ENTRIES SHOWN
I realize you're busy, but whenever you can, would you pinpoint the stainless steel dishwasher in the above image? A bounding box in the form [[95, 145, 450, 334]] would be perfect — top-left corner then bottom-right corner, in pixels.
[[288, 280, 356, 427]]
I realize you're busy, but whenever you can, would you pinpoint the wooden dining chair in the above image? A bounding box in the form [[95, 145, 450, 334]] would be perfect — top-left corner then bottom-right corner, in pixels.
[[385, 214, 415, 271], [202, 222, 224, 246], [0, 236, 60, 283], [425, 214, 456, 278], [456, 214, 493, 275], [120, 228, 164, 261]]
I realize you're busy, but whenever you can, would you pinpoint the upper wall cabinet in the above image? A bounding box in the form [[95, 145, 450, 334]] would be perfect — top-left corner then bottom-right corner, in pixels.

INSTRUCTIONS TO FOLLOW
Could you restate the records from the very start through the line containing "[[288, 280, 356, 427]]", both included, with the requests kept, and scale each bounding-box coordinate in the answers by 1.25, rounding to whole numbers with halves going up? Leave the numbers in the requests as they are.

ANSWER TO THIS PROBLEM
I realize you're busy, but whenever you can, would you pinpoint the stainless steel dishwasher in the above image? A bounding box in the form [[95, 145, 450, 334]] would be perfect — top-left corner then bottom-right corner, in pixels.
[[360, 350, 445, 534]]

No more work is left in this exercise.